▶ _WHAT YOU NEED TO DO_
Please identify each line of the material below that contains the word "notebook", and copy those lines. Case counts.

--- BEGIN ---

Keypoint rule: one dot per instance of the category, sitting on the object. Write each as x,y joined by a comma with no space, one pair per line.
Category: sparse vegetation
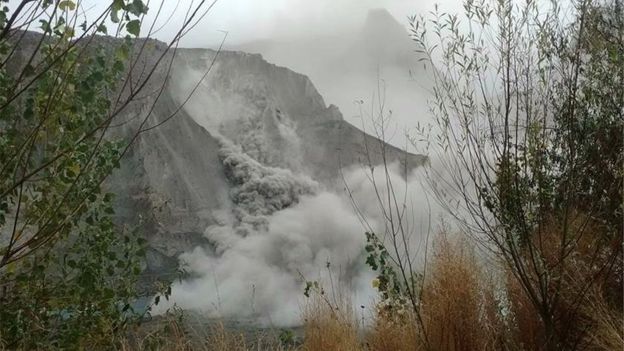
529,107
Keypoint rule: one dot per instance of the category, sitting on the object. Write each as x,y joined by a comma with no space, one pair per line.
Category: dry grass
459,310
393,332
330,325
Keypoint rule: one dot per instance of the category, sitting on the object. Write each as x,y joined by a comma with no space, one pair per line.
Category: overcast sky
248,20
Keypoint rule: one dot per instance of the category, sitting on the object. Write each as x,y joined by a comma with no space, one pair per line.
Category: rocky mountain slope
251,132
239,173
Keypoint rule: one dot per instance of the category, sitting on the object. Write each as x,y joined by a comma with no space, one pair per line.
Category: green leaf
67,5
134,27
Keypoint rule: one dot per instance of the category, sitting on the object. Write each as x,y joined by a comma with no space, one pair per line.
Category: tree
528,108
67,273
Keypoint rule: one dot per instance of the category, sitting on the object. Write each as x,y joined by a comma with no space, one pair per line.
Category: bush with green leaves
68,273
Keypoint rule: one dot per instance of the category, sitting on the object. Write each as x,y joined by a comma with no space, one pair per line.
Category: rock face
251,132
237,139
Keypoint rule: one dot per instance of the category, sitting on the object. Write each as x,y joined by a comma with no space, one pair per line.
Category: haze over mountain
353,69
242,178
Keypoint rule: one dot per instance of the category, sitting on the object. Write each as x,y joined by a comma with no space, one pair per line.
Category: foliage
68,273
530,128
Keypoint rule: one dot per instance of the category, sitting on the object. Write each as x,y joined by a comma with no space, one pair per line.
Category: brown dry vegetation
461,308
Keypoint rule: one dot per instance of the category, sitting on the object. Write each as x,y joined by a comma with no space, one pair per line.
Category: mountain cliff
249,132
238,174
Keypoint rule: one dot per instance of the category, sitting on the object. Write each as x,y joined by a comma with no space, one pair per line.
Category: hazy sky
248,20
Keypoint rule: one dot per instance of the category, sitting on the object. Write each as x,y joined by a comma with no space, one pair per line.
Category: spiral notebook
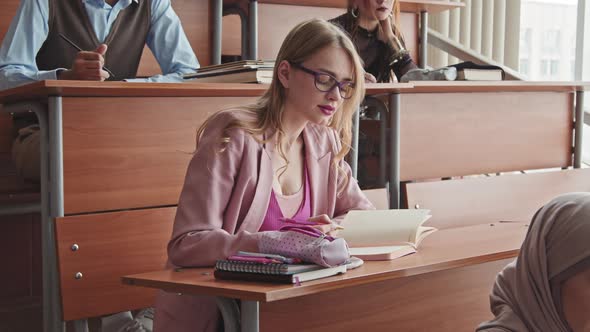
264,268
294,278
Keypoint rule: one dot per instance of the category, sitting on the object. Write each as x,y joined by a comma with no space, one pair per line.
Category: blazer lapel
255,216
318,157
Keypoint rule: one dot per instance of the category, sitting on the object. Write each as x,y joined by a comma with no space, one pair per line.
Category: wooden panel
415,6
438,252
110,245
130,153
450,134
451,300
276,20
511,197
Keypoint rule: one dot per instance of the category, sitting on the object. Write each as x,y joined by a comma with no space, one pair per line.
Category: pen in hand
80,50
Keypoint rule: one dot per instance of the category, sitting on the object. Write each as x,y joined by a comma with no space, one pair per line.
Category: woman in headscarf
547,288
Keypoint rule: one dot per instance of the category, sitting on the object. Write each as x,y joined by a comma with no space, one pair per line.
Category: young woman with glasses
281,157
374,28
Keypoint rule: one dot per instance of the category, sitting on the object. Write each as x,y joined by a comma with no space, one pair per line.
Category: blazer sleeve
199,235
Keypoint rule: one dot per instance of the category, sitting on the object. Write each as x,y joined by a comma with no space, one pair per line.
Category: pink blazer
223,203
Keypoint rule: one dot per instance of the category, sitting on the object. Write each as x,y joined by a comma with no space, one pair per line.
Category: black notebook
293,278
469,71
264,268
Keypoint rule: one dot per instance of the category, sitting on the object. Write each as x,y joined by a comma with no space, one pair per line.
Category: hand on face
88,65
369,78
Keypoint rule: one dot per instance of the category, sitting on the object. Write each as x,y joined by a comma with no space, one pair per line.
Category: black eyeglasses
326,82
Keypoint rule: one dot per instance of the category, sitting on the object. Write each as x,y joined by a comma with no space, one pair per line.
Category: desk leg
233,320
230,312
217,16
51,168
423,56
253,29
52,173
394,146
250,316
579,128
354,154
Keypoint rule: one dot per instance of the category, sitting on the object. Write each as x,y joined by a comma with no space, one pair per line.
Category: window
551,41
524,67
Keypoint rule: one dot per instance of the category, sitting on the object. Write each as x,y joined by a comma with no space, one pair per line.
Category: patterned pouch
306,243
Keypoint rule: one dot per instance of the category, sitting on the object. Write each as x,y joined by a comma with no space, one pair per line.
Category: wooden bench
96,250
508,198
453,130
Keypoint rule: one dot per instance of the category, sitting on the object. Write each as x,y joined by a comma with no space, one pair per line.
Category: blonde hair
302,43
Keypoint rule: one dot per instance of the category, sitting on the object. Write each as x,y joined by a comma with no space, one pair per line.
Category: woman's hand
325,224
385,34
369,78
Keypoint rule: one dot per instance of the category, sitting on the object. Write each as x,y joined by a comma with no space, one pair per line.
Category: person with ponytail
282,157
373,26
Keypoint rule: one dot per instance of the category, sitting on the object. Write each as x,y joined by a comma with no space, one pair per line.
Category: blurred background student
373,26
547,288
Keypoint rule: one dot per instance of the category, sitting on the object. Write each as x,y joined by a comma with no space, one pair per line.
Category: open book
289,278
384,234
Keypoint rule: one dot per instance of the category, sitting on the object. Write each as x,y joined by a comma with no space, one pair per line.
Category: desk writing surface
416,6
495,86
502,126
443,250
64,88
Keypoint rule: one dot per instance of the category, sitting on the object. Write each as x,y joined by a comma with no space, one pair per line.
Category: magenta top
278,204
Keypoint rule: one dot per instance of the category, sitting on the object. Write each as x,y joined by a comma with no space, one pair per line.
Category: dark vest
125,41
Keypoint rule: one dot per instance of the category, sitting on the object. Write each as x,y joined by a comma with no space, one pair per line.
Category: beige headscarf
557,241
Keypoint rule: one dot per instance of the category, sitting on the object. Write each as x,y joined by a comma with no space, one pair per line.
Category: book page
370,228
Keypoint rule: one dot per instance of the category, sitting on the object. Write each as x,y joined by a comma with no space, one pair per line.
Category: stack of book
245,71
469,71
271,268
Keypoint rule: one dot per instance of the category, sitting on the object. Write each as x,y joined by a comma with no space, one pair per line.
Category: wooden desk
483,127
275,18
116,146
443,287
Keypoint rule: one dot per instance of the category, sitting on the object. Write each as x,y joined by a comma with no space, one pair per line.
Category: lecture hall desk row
115,146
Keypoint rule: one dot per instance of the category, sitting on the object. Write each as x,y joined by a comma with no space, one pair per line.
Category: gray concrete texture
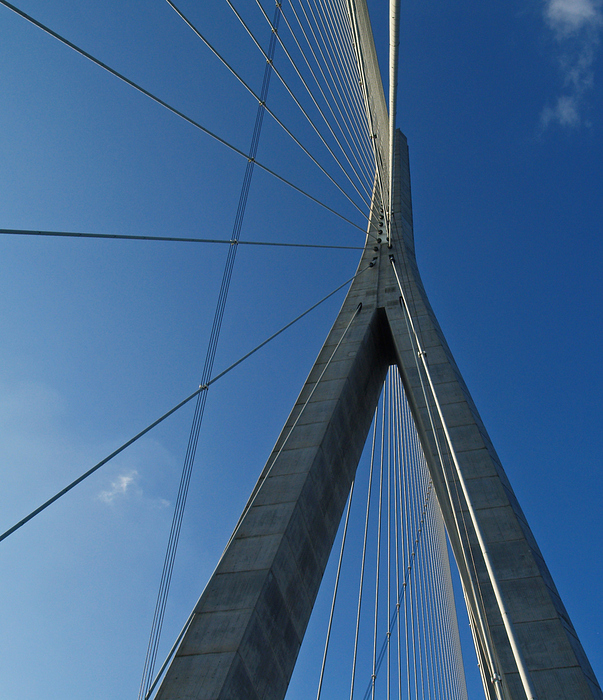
249,623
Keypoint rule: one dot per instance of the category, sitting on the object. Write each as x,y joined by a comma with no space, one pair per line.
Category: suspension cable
335,590
509,628
175,111
202,388
178,239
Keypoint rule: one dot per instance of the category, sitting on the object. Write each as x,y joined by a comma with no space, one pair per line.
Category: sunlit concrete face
250,621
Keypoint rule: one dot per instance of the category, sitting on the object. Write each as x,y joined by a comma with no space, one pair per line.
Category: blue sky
502,105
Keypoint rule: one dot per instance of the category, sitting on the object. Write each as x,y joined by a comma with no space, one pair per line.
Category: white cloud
119,487
576,25
566,17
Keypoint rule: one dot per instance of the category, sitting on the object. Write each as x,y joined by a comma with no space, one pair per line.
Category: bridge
125,482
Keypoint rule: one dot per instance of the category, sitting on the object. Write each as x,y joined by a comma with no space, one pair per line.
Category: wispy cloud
576,26
119,487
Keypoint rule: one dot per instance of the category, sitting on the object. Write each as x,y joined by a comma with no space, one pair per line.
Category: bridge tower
244,635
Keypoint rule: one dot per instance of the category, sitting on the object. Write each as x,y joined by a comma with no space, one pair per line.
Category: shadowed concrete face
249,623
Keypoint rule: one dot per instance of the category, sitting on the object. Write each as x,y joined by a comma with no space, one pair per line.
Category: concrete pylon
248,625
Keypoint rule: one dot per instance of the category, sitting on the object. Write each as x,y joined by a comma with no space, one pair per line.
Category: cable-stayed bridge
382,190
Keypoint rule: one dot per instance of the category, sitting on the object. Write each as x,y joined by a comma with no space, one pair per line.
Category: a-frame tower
249,623
244,636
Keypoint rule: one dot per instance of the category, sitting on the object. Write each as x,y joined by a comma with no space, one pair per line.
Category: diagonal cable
187,469
169,107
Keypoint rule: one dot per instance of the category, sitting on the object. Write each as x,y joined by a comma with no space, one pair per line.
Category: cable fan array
405,611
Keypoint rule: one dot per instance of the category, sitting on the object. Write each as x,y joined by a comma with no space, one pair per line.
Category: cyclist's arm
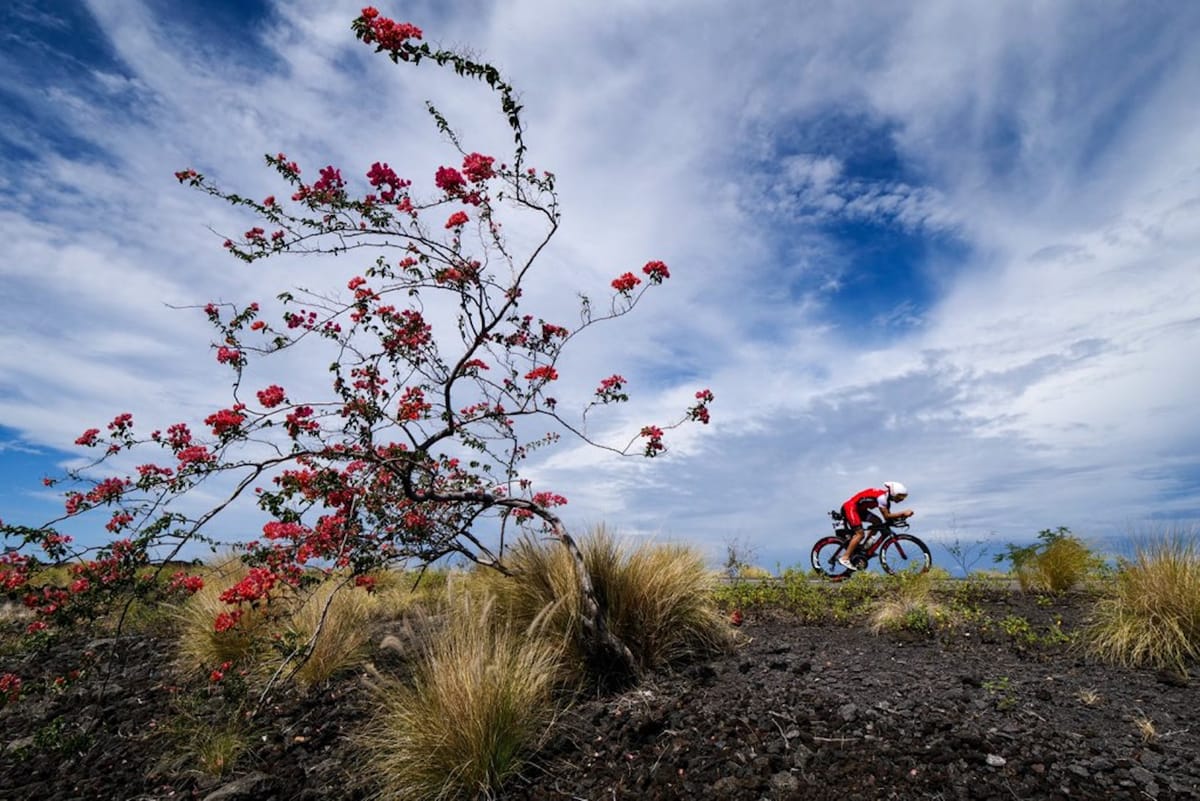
889,516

--- END ---

▶ _WRITTEN SOLUTION_
Category: spiral notebook
Category: black notebook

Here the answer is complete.